INPUT START
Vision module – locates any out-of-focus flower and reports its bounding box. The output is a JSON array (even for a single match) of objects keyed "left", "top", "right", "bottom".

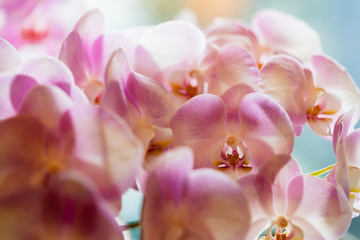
[
  {"left": 170, "top": 92, "right": 294, "bottom": 179},
  {"left": 252, "top": 9, "right": 322, "bottom": 64},
  {"left": 238, "top": 154, "right": 352, "bottom": 240},
  {"left": 0, "top": 54, "right": 88, "bottom": 120},
  {"left": 102, "top": 49, "right": 179, "bottom": 163},
  {"left": 0, "top": 85, "right": 143, "bottom": 202},
  {"left": 142, "top": 146, "right": 251, "bottom": 240},
  {"left": 0, "top": 171, "right": 124, "bottom": 240},
  {"left": 0, "top": 0, "right": 88, "bottom": 56},
  {"left": 330, "top": 104, "right": 360, "bottom": 217}
]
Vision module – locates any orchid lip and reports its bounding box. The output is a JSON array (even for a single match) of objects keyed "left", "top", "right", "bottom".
[{"left": 216, "top": 136, "right": 252, "bottom": 172}]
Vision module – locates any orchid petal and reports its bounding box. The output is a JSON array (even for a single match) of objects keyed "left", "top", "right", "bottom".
[
  {"left": 252, "top": 9, "right": 322, "bottom": 61},
  {"left": 0, "top": 74, "right": 37, "bottom": 119},
  {"left": 105, "top": 48, "right": 132, "bottom": 85},
  {"left": 184, "top": 169, "right": 251, "bottom": 240},
  {"left": 139, "top": 21, "right": 206, "bottom": 69},
  {"left": 73, "top": 9, "right": 105, "bottom": 49},
  {"left": 142, "top": 147, "right": 193, "bottom": 239},
  {"left": 60, "top": 106, "right": 143, "bottom": 200},
  {"left": 237, "top": 174, "right": 274, "bottom": 239},
  {"left": 126, "top": 72, "right": 179, "bottom": 127},
  {"left": 259, "top": 154, "right": 302, "bottom": 215},
  {"left": 288, "top": 175, "right": 352, "bottom": 240},
  {"left": 220, "top": 83, "right": 255, "bottom": 133},
  {"left": 0, "top": 173, "right": 124, "bottom": 240},
  {"left": 310, "top": 55, "right": 360, "bottom": 110},
  {"left": 238, "top": 93, "right": 294, "bottom": 168},
  {"left": 18, "top": 55, "right": 75, "bottom": 85},
  {"left": 0, "top": 116, "right": 54, "bottom": 197},
  {"left": 259, "top": 55, "right": 307, "bottom": 126},
  {"left": 204, "top": 45, "right": 259, "bottom": 94},
  {"left": 170, "top": 94, "right": 227, "bottom": 168},
  {"left": 18, "top": 85, "right": 73, "bottom": 130},
  {"left": 0, "top": 38, "right": 21, "bottom": 73},
  {"left": 345, "top": 129, "right": 360, "bottom": 167},
  {"left": 59, "top": 31, "right": 89, "bottom": 85}
]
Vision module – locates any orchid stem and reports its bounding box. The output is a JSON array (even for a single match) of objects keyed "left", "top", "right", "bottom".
[
  {"left": 308, "top": 164, "right": 335, "bottom": 177},
  {"left": 122, "top": 221, "right": 141, "bottom": 230}
]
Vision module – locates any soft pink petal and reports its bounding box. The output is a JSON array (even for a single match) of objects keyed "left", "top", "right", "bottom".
[
  {"left": 252, "top": 9, "right": 322, "bottom": 61},
  {"left": 92, "top": 32, "right": 136, "bottom": 78},
  {"left": 238, "top": 93, "right": 294, "bottom": 168},
  {"left": 73, "top": 9, "right": 105, "bottom": 50},
  {"left": 170, "top": 94, "right": 227, "bottom": 168},
  {"left": 139, "top": 21, "right": 206, "bottom": 69},
  {"left": 259, "top": 55, "right": 307, "bottom": 126},
  {"left": 205, "top": 18, "right": 260, "bottom": 59},
  {"left": 287, "top": 175, "right": 352, "bottom": 240},
  {"left": 0, "top": 38, "right": 21, "bottom": 73},
  {"left": 142, "top": 147, "right": 193, "bottom": 239},
  {"left": 60, "top": 106, "right": 143, "bottom": 201},
  {"left": 59, "top": 31, "right": 89, "bottom": 85},
  {"left": 126, "top": 72, "right": 179, "bottom": 127},
  {"left": 0, "top": 173, "right": 124, "bottom": 240},
  {"left": 105, "top": 47, "right": 132, "bottom": 85},
  {"left": 259, "top": 154, "right": 302, "bottom": 215},
  {"left": 220, "top": 83, "right": 255, "bottom": 133},
  {"left": 310, "top": 55, "right": 360, "bottom": 110},
  {"left": 184, "top": 169, "right": 251, "bottom": 240},
  {"left": 237, "top": 174, "right": 274, "bottom": 239},
  {"left": 0, "top": 116, "right": 55, "bottom": 197},
  {"left": 345, "top": 129, "right": 360, "bottom": 167},
  {"left": 19, "top": 85, "right": 74, "bottom": 130},
  {"left": 0, "top": 74, "right": 37, "bottom": 119},
  {"left": 204, "top": 45, "right": 259, "bottom": 95},
  {"left": 18, "top": 55, "right": 75, "bottom": 85}
]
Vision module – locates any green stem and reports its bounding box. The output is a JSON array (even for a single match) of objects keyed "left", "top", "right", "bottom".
[
  {"left": 308, "top": 164, "right": 335, "bottom": 177},
  {"left": 122, "top": 221, "right": 141, "bottom": 230}
]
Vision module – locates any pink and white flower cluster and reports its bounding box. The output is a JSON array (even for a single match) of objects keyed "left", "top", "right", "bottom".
[{"left": 0, "top": 4, "right": 359, "bottom": 240}]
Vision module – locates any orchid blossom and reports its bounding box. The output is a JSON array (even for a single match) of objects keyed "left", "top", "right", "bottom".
[
  {"left": 237, "top": 154, "right": 352, "bottom": 240},
  {"left": 252, "top": 9, "right": 322, "bottom": 64},
  {"left": 0, "top": 54, "right": 88, "bottom": 120},
  {"left": 102, "top": 48, "right": 179, "bottom": 164},
  {"left": 0, "top": 84, "right": 143, "bottom": 203},
  {"left": 142, "top": 146, "right": 251, "bottom": 240},
  {"left": 328, "top": 104, "right": 360, "bottom": 217},
  {"left": 59, "top": 9, "right": 135, "bottom": 103},
  {"left": 134, "top": 20, "right": 258, "bottom": 101},
  {"left": 0, "top": 171, "right": 124, "bottom": 240},
  {"left": 258, "top": 54, "right": 360, "bottom": 136},
  {"left": 170, "top": 91, "right": 294, "bottom": 179}
]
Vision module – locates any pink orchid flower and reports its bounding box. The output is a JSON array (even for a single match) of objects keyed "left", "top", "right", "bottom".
[
  {"left": 252, "top": 9, "right": 322, "bottom": 63},
  {"left": 142, "top": 146, "right": 251, "bottom": 240},
  {"left": 0, "top": 84, "right": 143, "bottom": 203},
  {"left": 204, "top": 18, "right": 262, "bottom": 66},
  {"left": 259, "top": 54, "right": 360, "bottom": 136},
  {"left": 0, "top": 171, "right": 124, "bottom": 240},
  {"left": 0, "top": 0, "right": 88, "bottom": 56},
  {"left": 134, "top": 20, "right": 258, "bottom": 101},
  {"left": 330, "top": 104, "right": 360, "bottom": 217},
  {"left": 102, "top": 48, "right": 179, "bottom": 164},
  {"left": 170, "top": 91, "right": 294, "bottom": 179},
  {"left": 0, "top": 54, "right": 88, "bottom": 120},
  {"left": 59, "top": 9, "right": 135, "bottom": 104},
  {"left": 237, "top": 154, "right": 352, "bottom": 240}
]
INPUT END
WORK ITEM: Type the lines above out again exactly as they appear, skipping every picture.

TASK ANSWER:
Vision module – locates any out-of-focus flower and reports its bounding box. The output is a JSON array (even for a single match) of objects keyed "left", "top", "right", "bottom".

[
  {"left": 170, "top": 92, "right": 294, "bottom": 179},
  {"left": 252, "top": 9, "right": 322, "bottom": 64},
  {"left": 238, "top": 154, "right": 352, "bottom": 240},
  {"left": 0, "top": 54, "right": 88, "bottom": 120},
  {"left": 102, "top": 49, "right": 179, "bottom": 163},
  {"left": 0, "top": 85, "right": 143, "bottom": 202},
  {"left": 142, "top": 146, "right": 251, "bottom": 240},
  {"left": 0, "top": 171, "right": 124, "bottom": 240},
  {"left": 0, "top": 0, "right": 88, "bottom": 56},
  {"left": 330, "top": 104, "right": 360, "bottom": 217}
]
Vision module – locates any orchid lip and reports its bounding box. The output is a JSON array (even for a single match) of objects keyed "left", "top", "right", "bottom".
[{"left": 216, "top": 136, "right": 252, "bottom": 172}]
Vision module – locates any orchid petal and reports its bounding box. The output is a JSON array (even for a single match) of objects keyed "left", "top", "right", "bottom".
[
  {"left": 252, "top": 9, "right": 322, "bottom": 61},
  {"left": 0, "top": 74, "right": 37, "bottom": 119},
  {"left": 105, "top": 48, "right": 132, "bottom": 85},
  {"left": 184, "top": 169, "right": 251, "bottom": 240},
  {"left": 139, "top": 21, "right": 206, "bottom": 69},
  {"left": 73, "top": 9, "right": 105, "bottom": 49},
  {"left": 142, "top": 147, "right": 193, "bottom": 239},
  {"left": 60, "top": 106, "right": 143, "bottom": 200},
  {"left": 237, "top": 174, "right": 274, "bottom": 239},
  {"left": 126, "top": 72, "right": 179, "bottom": 127},
  {"left": 259, "top": 154, "right": 302, "bottom": 215},
  {"left": 288, "top": 175, "right": 352, "bottom": 240},
  {"left": 220, "top": 83, "right": 255, "bottom": 133},
  {"left": 0, "top": 173, "right": 124, "bottom": 240},
  {"left": 310, "top": 55, "right": 360, "bottom": 110},
  {"left": 238, "top": 93, "right": 294, "bottom": 168},
  {"left": 18, "top": 55, "right": 75, "bottom": 85},
  {"left": 0, "top": 116, "right": 54, "bottom": 197},
  {"left": 259, "top": 55, "right": 307, "bottom": 126},
  {"left": 204, "top": 45, "right": 259, "bottom": 94},
  {"left": 170, "top": 94, "right": 227, "bottom": 168},
  {"left": 18, "top": 85, "right": 73, "bottom": 130},
  {"left": 0, "top": 38, "right": 21, "bottom": 73},
  {"left": 345, "top": 129, "right": 360, "bottom": 167},
  {"left": 59, "top": 31, "right": 89, "bottom": 85}
]
Vision module – locates any orchid stem and reports its bounding box. The output is a JSON array (even for a single match) of objects keyed "left", "top", "right", "bottom".
[
  {"left": 308, "top": 164, "right": 335, "bottom": 177},
  {"left": 122, "top": 221, "right": 141, "bottom": 230}
]
Vision module – locates any soft pink petal and reports its bounding box. The output is a JSON array (even for a single match) of objects keyed "left", "top", "right", "bottom".
[
  {"left": 252, "top": 9, "right": 322, "bottom": 61},
  {"left": 92, "top": 32, "right": 136, "bottom": 78},
  {"left": 238, "top": 93, "right": 294, "bottom": 168},
  {"left": 73, "top": 9, "right": 105, "bottom": 50},
  {"left": 170, "top": 94, "right": 227, "bottom": 168},
  {"left": 139, "top": 21, "right": 206, "bottom": 69},
  {"left": 259, "top": 55, "right": 307, "bottom": 126},
  {"left": 205, "top": 18, "right": 260, "bottom": 59},
  {"left": 287, "top": 175, "right": 352, "bottom": 240},
  {"left": 0, "top": 38, "right": 21, "bottom": 73},
  {"left": 142, "top": 147, "right": 193, "bottom": 239},
  {"left": 60, "top": 106, "right": 143, "bottom": 201},
  {"left": 59, "top": 31, "right": 89, "bottom": 85},
  {"left": 126, "top": 72, "right": 179, "bottom": 127},
  {"left": 0, "top": 173, "right": 124, "bottom": 240},
  {"left": 105, "top": 47, "right": 132, "bottom": 85},
  {"left": 259, "top": 154, "right": 302, "bottom": 215},
  {"left": 220, "top": 83, "right": 255, "bottom": 133},
  {"left": 310, "top": 55, "right": 360, "bottom": 110},
  {"left": 184, "top": 169, "right": 251, "bottom": 240},
  {"left": 237, "top": 174, "right": 274, "bottom": 239},
  {"left": 0, "top": 116, "right": 55, "bottom": 197},
  {"left": 345, "top": 129, "right": 360, "bottom": 167},
  {"left": 19, "top": 85, "right": 74, "bottom": 130},
  {"left": 0, "top": 74, "right": 37, "bottom": 119},
  {"left": 204, "top": 45, "right": 259, "bottom": 95},
  {"left": 18, "top": 55, "right": 75, "bottom": 85}
]
Vision module – locates any green stem and reports its bounding box. The output is a JSON array (even for a single match) of objects keyed "left", "top", "right", "bottom".
[
  {"left": 308, "top": 164, "right": 335, "bottom": 177},
  {"left": 122, "top": 221, "right": 141, "bottom": 230}
]
Vision module – locates any pink and white flower cluster and reports its bounding box. The output is a JSON array (even for a single match) of objects keyed "left", "top", "right", "bottom".
[{"left": 0, "top": 4, "right": 359, "bottom": 240}]
Vision module – locates any orchid blossom and reports its bounding box. The output is a JSON array (even for a single match) of objects keyed "left", "top", "right", "bottom".
[
  {"left": 237, "top": 154, "right": 352, "bottom": 240},
  {"left": 252, "top": 9, "right": 322, "bottom": 64},
  {"left": 0, "top": 54, "right": 88, "bottom": 120},
  {"left": 102, "top": 48, "right": 179, "bottom": 164},
  {"left": 0, "top": 84, "right": 143, "bottom": 203},
  {"left": 142, "top": 146, "right": 251, "bottom": 240},
  {"left": 328, "top": 104, "right": 360, "bottom": 217},
  {"left": 59, "top": 9, "right": 135, "bottom": 103},
  {"left": 134, "top": 20, "right": 258, "bottom": 101},
  {"left": 0, "top": 171, "right": 124, "bottom": 240},
  {"left": 258, "top": 54, "right": 360, "bottom": 136},
  {"left": 170, "top": 91, "right": 294, "bottom": 179}
]
Vision module – locates any pink orchid flower and reports its bounding box. The output is a JSON array (even for a single match) of objects keyed "left", "top", "right", "bottom".
[
  {"left": 252, "top": 9, "right": 322, "bottom": 63},
  {"left": 142, "top": 146, "right": 251, "bottom": 240},
  {"left": 0, "top": 84, "right": 143, "bottom": 203},
  {"left": 204, "top": 18, "right": 262, "bottom": 66},
  {"left": 259, "top": 54, "right": 360, "bottom": 136},
  {"left": 0, "top": 171, "right": 124, "bottom": 240},
  {"left": 0, "top": 0, "right": 88, "bottom": 56},
  {"left": 134, "top": 20, "right": 258, "bottom": 101},
  {"left": 330, "top": 104, "right": 360, "bottom": 217},
  {"left": 102, "top": 48, "right": 179, "bottom": 164},
  {"left": 170, "top": 91, "right": 294, "bottom": 179},
  {"left": 0, "top": 54, "right": 88, "bottom": 120},
  {"left": 59, "top": 9, "right": 135, "bottom": 104},
  {"left": 237, "top": 154, "right": 352, "bottom": 240}
]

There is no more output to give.